◆ Dataset entries on where objects are located
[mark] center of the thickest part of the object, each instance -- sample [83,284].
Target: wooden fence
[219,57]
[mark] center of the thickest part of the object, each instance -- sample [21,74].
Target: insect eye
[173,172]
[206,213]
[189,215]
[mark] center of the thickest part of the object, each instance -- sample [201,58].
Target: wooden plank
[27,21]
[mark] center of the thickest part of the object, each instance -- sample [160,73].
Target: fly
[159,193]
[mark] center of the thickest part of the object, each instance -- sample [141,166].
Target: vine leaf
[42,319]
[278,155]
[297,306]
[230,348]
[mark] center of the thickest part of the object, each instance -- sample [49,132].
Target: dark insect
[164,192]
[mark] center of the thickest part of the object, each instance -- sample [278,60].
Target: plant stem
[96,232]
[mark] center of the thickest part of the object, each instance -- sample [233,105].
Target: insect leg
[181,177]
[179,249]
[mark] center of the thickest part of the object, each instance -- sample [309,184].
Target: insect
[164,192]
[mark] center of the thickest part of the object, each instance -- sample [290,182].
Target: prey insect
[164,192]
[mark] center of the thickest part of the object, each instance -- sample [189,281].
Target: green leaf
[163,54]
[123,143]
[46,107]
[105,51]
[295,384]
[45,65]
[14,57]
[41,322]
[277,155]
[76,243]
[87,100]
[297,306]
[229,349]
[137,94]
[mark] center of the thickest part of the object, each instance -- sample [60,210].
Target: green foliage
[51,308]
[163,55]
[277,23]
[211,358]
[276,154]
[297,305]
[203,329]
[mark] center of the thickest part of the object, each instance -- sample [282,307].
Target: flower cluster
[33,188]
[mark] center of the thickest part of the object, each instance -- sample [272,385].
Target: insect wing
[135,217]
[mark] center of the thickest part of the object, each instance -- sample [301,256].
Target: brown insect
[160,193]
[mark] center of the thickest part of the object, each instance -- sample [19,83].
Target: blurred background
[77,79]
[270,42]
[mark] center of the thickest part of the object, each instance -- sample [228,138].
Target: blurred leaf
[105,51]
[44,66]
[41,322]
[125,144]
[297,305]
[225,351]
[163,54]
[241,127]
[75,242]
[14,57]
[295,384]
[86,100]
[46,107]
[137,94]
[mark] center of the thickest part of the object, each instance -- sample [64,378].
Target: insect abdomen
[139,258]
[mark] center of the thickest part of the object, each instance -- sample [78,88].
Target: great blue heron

◆ Aim
Rewrite the data above, substituting "widest" for every occurrence of "thickest" and keeping everything else unchanged.

◆ Finished task
[mark] center of the widest part of the object, each instance -- sample [83,284].
Target: wooden fence
[219,57]
[mark] center of the widest part of the object, each instance -- sample [21,74].
Target: insect eye
[173,172]
[206,213]
[189,215]
[mark] center of the widest part of the object, each instance -- sample [201,58].
Target: wooden plank
[27,21]
[mark] center of the widest part of the object, each instance -- sample [160,73].
Target: fly
[159,193]
[mark] center of the widest part of the object, each instance -- sample [141,166].
Target: vine leaf
[42,319]
[278,155]
[297,306]
[230,348]
[mark] center of the widest part of the object, each instance -- sample [49,132].
Target: dark insect
[164,192]
[mark] center of the widest part of the object, each instance -- sample [278,60].
Target: plant stem
[96,232]
[mark] center of the widest part of the object, each instance -- sample [233,105].
Target: insect leg
[181,177]
[179,249]
[mark] center of the widest part of the object, each instance -- sample [309,184].
Target: insect
[164,192]
[mark] center of the widest part of the object, each instance -- sample [290,182].
Target: prey insect
[164,192]
[mark] center of the widest part of the object, each instance -- sample [189,281].
Target: green leaf
[163,54]
[123,143]
[46,107]
[105,51]
[295,384]
[45,65]
[14,57]
[41,322]
[277,155]
[76,243]
[87,100]
[297,306]
[229,349]
[137,94]
[mark] center of the widest part of the object, each instance -- sample [60,210].
Target: green foliage
[51,308]
[163,55]
[277,23]
[211,358]
[276,154]
[297,305]
[203,329]
[mark] center of the widest part of the object, each instance -- sample [282,307].
Target: flower cluster
[33,188]
[mark] center of the widest part of the object, each instance -- sample [272,385].
Target: insect wing
[135,217]
[mark] center of the widest part of the object, each instance -- sample [301,256].
Target: brown insect
[160,193]
[mark] center of the widest part of the object, each instance -- sample [19,83].
Target: blurred background
[77,79]
[270,42]
[mark] center of the widest part of the object, each instance -- sample [228,138].
Target: blurred leaf
[105,51]
[44,66]
[41,322]
[125,144]
[297,305]
[225,351]
[163,54]
[241,127]
[75,242]
[14,57]
[295,384]
[86,100]
[46,107]
[137,94]
[mark] center of the widest part of the object, each instance -- sample [64,378].
Target: insect abdomen
[139,258]
[mark] center of the widest part of the object, each instance -- sample [78,88].
Target: great blue heron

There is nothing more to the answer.